Task statement: Give the rows below as a JSON list of strings, one per line with blank lines omitted, starting at the line that contains "Note: for every instance of the black television" and ending after the line that contains "Query: black television screen".

* Begin Records provided *

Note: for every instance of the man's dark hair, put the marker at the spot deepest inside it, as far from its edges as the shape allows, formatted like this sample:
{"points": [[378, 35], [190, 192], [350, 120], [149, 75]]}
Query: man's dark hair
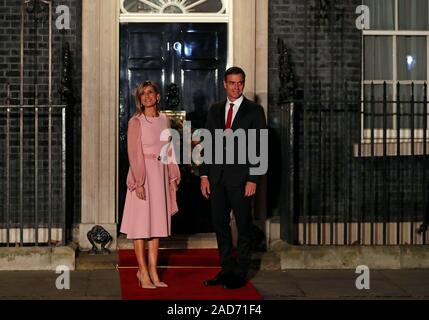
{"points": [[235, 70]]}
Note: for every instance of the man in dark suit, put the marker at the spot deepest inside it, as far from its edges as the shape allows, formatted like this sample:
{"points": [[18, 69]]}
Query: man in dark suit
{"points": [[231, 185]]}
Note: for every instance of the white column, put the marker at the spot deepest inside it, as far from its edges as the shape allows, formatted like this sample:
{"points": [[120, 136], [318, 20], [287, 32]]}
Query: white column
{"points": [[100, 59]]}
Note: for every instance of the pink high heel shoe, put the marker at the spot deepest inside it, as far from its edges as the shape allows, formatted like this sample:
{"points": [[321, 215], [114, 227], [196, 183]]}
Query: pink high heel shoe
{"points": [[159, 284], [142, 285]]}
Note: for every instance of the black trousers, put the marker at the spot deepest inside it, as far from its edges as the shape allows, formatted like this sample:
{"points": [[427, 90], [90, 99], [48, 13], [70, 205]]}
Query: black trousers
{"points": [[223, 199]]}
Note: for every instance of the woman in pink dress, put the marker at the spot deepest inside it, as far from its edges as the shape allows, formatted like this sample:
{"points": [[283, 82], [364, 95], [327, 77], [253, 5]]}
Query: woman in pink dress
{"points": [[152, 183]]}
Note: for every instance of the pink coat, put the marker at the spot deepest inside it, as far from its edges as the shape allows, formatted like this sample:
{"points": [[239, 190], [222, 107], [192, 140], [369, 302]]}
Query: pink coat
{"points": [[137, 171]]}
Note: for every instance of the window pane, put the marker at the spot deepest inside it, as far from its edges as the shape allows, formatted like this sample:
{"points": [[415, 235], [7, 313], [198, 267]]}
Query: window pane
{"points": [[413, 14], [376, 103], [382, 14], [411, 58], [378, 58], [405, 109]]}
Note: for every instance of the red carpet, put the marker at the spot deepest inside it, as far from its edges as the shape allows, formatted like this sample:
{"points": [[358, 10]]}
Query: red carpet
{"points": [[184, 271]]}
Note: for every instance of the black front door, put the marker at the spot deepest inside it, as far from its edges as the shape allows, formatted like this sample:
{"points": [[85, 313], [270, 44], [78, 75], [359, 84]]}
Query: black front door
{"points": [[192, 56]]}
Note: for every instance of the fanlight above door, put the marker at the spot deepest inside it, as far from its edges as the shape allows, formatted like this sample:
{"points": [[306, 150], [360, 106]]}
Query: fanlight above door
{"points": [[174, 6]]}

* End Records provided *
* Begin Records provided *

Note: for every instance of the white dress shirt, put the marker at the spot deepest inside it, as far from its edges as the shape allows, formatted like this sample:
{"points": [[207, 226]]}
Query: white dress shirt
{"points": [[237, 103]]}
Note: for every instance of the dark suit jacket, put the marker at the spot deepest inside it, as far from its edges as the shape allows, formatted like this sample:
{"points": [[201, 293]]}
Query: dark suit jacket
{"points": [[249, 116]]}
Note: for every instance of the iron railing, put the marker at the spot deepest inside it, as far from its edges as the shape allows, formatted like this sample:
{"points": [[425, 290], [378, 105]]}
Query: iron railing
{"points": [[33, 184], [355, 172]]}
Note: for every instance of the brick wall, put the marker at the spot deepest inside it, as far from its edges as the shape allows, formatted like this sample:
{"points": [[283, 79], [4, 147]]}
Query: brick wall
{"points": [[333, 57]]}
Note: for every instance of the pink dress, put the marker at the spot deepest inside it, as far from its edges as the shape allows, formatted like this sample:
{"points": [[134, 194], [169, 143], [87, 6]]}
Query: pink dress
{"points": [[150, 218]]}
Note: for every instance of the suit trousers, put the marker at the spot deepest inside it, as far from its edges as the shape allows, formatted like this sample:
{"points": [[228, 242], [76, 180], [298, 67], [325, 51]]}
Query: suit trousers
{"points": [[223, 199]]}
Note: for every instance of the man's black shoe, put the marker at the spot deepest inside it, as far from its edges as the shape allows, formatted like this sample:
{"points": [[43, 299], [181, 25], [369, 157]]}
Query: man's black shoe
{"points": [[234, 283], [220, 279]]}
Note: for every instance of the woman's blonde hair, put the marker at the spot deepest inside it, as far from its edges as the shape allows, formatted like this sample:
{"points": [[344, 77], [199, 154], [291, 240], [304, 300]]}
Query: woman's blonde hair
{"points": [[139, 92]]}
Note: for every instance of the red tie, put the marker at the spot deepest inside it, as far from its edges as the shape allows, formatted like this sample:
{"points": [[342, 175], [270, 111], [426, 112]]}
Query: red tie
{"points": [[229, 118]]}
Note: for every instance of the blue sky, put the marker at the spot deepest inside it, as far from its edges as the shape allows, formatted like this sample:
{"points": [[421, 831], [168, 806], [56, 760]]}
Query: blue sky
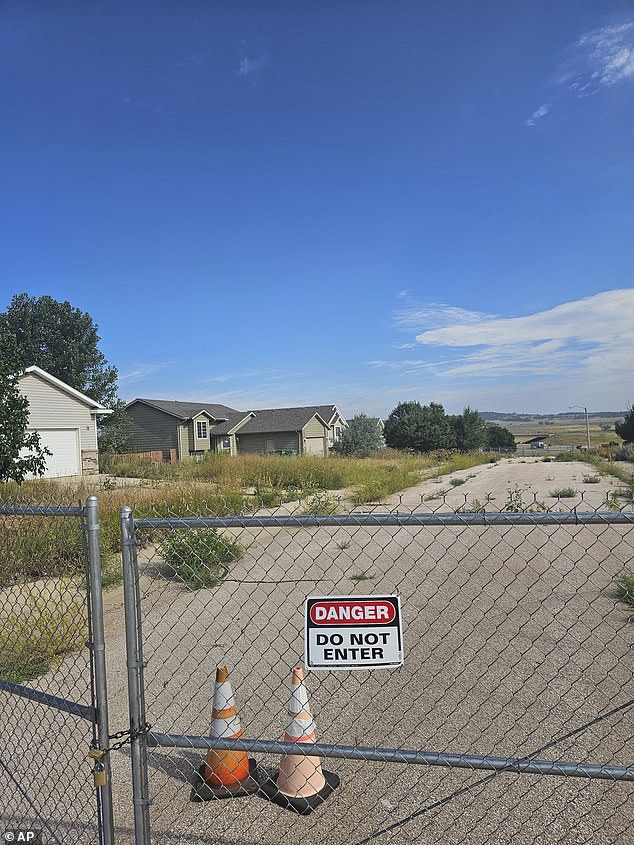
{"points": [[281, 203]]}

* End Records provided *
* Begin Records provided *

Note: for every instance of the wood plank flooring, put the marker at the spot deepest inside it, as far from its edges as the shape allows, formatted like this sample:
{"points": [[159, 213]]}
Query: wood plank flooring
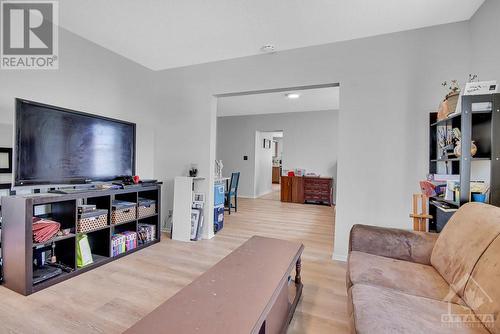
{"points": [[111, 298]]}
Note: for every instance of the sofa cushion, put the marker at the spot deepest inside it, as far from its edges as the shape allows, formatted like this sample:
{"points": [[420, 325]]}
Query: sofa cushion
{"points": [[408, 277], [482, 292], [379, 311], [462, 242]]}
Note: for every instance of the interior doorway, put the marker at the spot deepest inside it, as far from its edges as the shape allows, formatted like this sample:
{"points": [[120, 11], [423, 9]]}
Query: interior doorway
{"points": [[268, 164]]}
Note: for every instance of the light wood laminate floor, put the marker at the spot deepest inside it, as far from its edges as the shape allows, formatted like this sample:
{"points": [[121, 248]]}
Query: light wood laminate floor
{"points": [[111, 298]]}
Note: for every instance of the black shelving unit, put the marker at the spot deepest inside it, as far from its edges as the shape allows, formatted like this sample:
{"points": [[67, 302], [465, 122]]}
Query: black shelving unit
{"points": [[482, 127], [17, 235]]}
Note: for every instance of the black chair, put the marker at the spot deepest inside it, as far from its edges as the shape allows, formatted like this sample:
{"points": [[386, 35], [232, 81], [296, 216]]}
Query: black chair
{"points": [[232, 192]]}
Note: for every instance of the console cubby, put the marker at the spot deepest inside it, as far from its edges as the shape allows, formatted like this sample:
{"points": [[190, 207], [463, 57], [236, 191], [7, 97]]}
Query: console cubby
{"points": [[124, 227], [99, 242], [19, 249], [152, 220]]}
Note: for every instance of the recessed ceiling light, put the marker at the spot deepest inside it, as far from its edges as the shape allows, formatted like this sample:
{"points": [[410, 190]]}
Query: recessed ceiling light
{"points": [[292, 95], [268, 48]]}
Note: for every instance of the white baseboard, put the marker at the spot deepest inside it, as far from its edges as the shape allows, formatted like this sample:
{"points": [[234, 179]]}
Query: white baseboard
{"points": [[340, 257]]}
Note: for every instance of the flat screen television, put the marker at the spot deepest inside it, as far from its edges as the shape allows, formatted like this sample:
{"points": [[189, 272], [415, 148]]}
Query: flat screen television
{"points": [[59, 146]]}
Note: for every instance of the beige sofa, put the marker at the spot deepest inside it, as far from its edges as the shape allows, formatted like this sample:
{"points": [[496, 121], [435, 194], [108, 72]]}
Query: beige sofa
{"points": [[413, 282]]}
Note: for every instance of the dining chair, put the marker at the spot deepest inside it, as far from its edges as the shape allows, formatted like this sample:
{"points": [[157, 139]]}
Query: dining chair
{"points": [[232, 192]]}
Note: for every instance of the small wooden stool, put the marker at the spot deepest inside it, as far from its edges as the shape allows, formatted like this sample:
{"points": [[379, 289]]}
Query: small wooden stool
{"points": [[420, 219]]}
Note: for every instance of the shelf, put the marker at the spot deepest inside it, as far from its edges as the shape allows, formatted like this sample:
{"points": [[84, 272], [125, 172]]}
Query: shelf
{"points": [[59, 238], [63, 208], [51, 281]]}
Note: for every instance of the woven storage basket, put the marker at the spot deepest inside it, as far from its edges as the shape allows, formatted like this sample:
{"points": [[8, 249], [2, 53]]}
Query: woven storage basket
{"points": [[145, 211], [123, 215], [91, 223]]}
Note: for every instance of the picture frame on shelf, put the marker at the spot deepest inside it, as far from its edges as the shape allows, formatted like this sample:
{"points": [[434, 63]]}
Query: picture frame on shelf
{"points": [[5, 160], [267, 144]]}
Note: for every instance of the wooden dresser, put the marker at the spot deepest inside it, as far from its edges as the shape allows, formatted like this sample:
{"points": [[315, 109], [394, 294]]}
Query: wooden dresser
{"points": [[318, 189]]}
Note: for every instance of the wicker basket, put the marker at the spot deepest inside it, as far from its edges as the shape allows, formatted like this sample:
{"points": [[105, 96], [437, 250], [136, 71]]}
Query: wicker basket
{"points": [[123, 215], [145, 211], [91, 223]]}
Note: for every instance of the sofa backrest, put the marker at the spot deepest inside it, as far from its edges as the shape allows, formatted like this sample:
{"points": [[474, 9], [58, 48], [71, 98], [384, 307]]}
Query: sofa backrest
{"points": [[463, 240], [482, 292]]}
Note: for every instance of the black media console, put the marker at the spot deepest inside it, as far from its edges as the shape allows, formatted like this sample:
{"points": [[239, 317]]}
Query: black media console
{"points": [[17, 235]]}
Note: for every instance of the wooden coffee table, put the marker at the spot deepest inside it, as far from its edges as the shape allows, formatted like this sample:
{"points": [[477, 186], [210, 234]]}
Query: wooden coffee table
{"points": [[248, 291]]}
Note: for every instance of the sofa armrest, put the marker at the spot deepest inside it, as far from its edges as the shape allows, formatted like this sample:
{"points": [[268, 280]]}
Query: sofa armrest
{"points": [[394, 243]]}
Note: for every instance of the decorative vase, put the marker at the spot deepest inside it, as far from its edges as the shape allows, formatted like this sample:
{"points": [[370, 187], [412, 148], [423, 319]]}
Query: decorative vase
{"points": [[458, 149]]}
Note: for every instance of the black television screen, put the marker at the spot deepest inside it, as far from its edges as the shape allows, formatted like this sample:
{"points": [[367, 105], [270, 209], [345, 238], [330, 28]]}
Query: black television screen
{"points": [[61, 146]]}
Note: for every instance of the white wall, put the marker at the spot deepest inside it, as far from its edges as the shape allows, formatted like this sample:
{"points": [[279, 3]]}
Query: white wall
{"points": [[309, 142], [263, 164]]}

* End Records provided *

Answer for this exercise:
[
  "Note: for every instance of the black television screen, put the marker at the spot deepest inside it, as far from its edges as the shape allows, formatted like this sample:",
  "{\"points\": [[367, 105], [270, 209], [345, 238], [330, 28]]}",
  "Query: black television screen"
]